EXERCISE MATERIALS: Begin

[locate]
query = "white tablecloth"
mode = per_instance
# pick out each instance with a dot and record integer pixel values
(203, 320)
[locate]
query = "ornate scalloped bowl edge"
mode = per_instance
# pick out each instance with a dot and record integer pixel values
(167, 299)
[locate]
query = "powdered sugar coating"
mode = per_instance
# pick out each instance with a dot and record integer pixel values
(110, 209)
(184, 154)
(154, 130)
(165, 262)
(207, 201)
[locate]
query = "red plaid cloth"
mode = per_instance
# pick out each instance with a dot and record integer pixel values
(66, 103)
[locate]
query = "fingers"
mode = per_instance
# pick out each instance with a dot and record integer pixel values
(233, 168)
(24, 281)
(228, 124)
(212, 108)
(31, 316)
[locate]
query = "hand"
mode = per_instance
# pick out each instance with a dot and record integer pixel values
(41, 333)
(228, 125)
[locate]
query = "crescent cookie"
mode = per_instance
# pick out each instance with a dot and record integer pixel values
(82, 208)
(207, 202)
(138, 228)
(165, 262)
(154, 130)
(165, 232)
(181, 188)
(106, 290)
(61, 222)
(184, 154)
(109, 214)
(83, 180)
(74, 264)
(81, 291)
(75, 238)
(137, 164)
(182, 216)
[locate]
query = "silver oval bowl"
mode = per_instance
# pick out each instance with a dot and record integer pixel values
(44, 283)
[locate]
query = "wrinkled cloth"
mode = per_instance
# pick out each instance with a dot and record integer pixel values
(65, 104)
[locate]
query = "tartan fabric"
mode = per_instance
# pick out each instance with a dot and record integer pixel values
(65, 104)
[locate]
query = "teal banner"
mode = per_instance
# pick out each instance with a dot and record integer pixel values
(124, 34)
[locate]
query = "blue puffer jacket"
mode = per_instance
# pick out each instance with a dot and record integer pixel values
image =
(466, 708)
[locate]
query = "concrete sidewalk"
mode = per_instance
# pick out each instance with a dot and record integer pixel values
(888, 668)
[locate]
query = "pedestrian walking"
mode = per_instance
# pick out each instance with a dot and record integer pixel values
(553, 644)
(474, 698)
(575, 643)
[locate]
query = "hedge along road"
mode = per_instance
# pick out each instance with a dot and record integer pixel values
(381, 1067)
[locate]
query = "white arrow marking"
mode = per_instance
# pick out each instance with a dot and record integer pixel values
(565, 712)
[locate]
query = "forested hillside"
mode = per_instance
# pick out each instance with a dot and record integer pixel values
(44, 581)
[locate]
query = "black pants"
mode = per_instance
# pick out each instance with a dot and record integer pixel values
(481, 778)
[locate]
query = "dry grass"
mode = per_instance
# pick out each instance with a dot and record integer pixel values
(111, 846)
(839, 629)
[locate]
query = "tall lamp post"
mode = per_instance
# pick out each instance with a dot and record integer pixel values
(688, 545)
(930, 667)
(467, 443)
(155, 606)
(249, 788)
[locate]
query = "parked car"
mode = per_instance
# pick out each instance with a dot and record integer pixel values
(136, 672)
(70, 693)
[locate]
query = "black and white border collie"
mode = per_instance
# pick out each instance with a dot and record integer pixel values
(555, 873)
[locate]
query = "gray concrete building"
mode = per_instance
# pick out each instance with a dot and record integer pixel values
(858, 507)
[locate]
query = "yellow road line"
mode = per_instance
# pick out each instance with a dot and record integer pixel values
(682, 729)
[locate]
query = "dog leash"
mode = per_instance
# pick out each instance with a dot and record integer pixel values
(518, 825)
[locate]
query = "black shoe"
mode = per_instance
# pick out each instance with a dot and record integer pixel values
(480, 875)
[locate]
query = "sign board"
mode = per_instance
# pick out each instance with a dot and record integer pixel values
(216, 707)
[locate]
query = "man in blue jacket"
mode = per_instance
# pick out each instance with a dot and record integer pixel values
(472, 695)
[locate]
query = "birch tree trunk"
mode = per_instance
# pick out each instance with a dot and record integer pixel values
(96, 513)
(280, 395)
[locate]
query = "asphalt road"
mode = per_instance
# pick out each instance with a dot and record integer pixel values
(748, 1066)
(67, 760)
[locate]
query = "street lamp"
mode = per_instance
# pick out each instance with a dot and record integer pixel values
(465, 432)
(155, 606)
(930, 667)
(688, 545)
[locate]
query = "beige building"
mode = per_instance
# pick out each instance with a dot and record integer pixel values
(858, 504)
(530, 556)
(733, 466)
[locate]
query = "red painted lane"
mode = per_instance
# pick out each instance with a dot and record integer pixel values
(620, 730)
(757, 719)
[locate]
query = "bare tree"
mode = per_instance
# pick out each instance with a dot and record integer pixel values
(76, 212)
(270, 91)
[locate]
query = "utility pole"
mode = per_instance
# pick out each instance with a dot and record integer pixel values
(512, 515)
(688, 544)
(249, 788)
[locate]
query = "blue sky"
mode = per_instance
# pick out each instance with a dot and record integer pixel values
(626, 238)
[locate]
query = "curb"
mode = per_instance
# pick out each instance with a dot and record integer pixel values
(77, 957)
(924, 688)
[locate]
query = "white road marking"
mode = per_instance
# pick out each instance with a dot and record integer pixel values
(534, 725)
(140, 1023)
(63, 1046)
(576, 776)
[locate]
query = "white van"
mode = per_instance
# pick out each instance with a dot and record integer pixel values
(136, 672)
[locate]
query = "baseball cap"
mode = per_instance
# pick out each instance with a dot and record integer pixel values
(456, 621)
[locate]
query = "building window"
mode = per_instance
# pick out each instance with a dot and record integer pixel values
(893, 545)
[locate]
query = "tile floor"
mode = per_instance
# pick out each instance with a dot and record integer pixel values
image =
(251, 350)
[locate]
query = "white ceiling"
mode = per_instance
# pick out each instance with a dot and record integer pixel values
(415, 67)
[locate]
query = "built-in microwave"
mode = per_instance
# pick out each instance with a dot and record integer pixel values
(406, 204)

EXERCISE MATERIALS: End

- **WHAT THIS TASK INVOLVES**
The data above should be reproduced in full and exactly.

- **SOLUTION TO THE EXERCISE**
[locate]
query = "white tablecloth"
mode = per_instance
# pick out each instance with a dot and record integer pixel values
(203, 320)
[locate]
query = "ornate scalloped bowl edge"
mode = per_instance
# pick out each instance with a dot and record integer pixel values
(167, 299)
[locate]
query = "powdered sugar coating"
mode = per_instance
# pick out each instance with a dot and record integer pixel values
(110, 209)
(184, 154)
(154, 130)
(165, 262)
(207, 201)
[locate]
query = "red plaid cloth"
mode = per_instance
# pick out each instance with a dot and record integer pixel values
(66, 103)
[locate]
query = "fingers"
mode = per_instance
# pick out each instance with a dot and record integer pixel values
(233, 168)
(24, 281)
(228, 124)
(212, 108)
(31, 316)
[locate]
query = "hand"
mode = per_instance
# pick out each instance with a dot and record integer pixel values
(41, 333)
(228, 125)
[locate]
query = "crescent cookie"
mode = per_instance
# pick out each instance with a dot and record integer pixel values
(82, 208)
(207, 202)
(138, 228)
(165, 262)
(154, 130)
(165, 232)
(181, 188)
(106, 290)
(61, 222)
(184, 154)
(109, 214)
(83, 180)
(74, 264)
(81, 291)
(75, 238)
(137, 164)
(182, 216)
[locate]
query = "silver oval bowl"
mode = per_instance
# pick out each instance with a dot and record integer pixel values
(44, 283)
[locate]
query = "wrinkled cloth"
mode = per_instance
# pick out each instance with a dot and record integer pixel values
(65, 104)
[locate]
query = "tartan fabric"
mode = per_instance
# pick out each instance with a dot and record integer pixel values
(65, 104)
[locate]
query = "teal banner"
mode = per_instance
# pick out each instance with a dot and record integer pixel values
(124, 34)
[locate]
query = "blue puffer jacket"
mode = per_instance
# pick out each instance with a dot and record integer pixel values
image =
(466, 708)
[locate]
query = "concrete sidewalk"
mode = per_instance
# pick out each instance with a dot and record integer pixel values
(888, 668)
[locate]
query = "pedestrian walking"
mode = per_instance
# pick out each instance with a dot and record integer pixel values
(553, 644)
(474, 698)
(575, 643)
[locate]
query = "hedge along road"
mode = per_instance
# pick out each instance with a dot and record integer pixel values
(381, 1067)
[locate]
query = "white arrow marking"
mode = per_instance
# pick out each instance with a dot and record integer pixel values
(565, 712)
[locate]
query = "forested hillside"
mode = per_instance
# pick out each instance with a dot and record integer pixel values
(44, 581)
[locate]
query = "black pants"
mode = per_instance
# pick out each instance with a dot and record integer pixel values
(481, 778)
[locate]
query = "dry grass"
mode = per_instance
# pick out each instance with a dot and record integer pixel values
(111, 846)
(839, 629)
[locate]
query = "tall lamp post"
mode = per_instance
# pick out each instance with a dot and record integer pixel values
(688, 545)
(930, 667)
(467, 443)
(155, 606)
(249, 788)
[locate]
query = "parked car"
mode = per_instance
# pick out each instance with a dot and record integer pixel values
(136, 672)
(70, 693)
[locate]
query = "black and white border collie"
mode = per_instance
# pick out each instance with a dot and record integer pixel values
(555, 873)
[locate]
query = "gray concrete building"
mode = per_instance
# pick out each instance with a dot and record integer pixel values
(858, 507)
[locate]
query = "yellow road line"
mode = per_instance
# pick out each instance with a dot and record integer pixel values
(682, 729)
[locate]
query = "dog leash"
mode = per_instance
# pick out each instance with a dot and record integer pixel values
(518, 825)
[locate]
query = "black shoe"
mode = per_instance
# pick out each instance with a dot and record integer pixel values
(480, 875)
[locate]
query = "sign board"
mode = per_instance
# pick out each instance with a dot and record integer pixel values
(216, 707)
[locate]
query = "man in blue jacket"
mode = per_instance
# pick out each instance with a dot and record integer pixel values
(472, 695)
[locate]
query = "birch tree trunk"
mode = per_instance
# pick out each instance with a dot and record integer pixel values
(96, 513)
(280, 395)
[locate]
query = "asphalt road"
mode = per_instance
# pick out each instance with a dot and record integer pixel values
(748, 1066)
(67, 760)
[locate]
query = "street lamp"
mode = per_instance
# pick out each instance with a dot and record integer pixel values
(465, 432)
(155, 606)
(930, 667)
(688, 545)
[locate]
query = "beige building"
mode = per_instance
# pick out each instance with a dot and record integer pixel values
(858, 504)
(530, 556)
(733, 466)
[locate]
query = "red painted lane"
mode = per_instance
# pick out each instance with a dot and record integer pixel values
(620, 730)
(757, 719)
[locate]
query = "bare tree"
mode = per_instance
# pick out each instance with a dot and record integer pixel values
(76, 212)
(270, 91)
[locate]
query = "utility pole"
mode = per_instance
# pick out each instance with a dot and record integer pixel values
(512, 515)
(688, 544)
(249, 788)
[locate]
query = "blue sky"
mode = per_instance
# pick out each instance with a dot and record integer pixel values
(626, 238)
[locate]
query = "curb"
mode = per_instance
# pick out each instance with a dot and record integer pixel values
(77, 957)
(924, 688)
[locate]
query = "white road marking"
mode = per_instance
# pick out each instance with a dot and record integer pixel values
(534, 725)
(140, 1023)
(63, 1046)
(576, 776)
[locate]
query = "white van"
mode = per_instance
# pick out each instance with a dot and record integer pixel values
(136, 672)
[locate]
query = "baseball cap"
mode = per_instance
# pick out each instance with a dot and record integer pixel values
(456, 621)
[locate]
query = "building window"
mode = per_instance
# pick out each instance with a dot and record integer pixel values
(893, 545)
[locate]
query = "tile floor"
mode = per_instance
# pick out each instance with a dot and record integer pixel values
image =
(251, 350)
[locate]
query = "white ceiling"
mode = per_instance
# pick out each instance with a dot and record integer pixel values
(415, 67)
[locate]
query = "built-in microwave"
mode = per_instance
# pick out each instance with a dot and record integer pixel values
(406, 204)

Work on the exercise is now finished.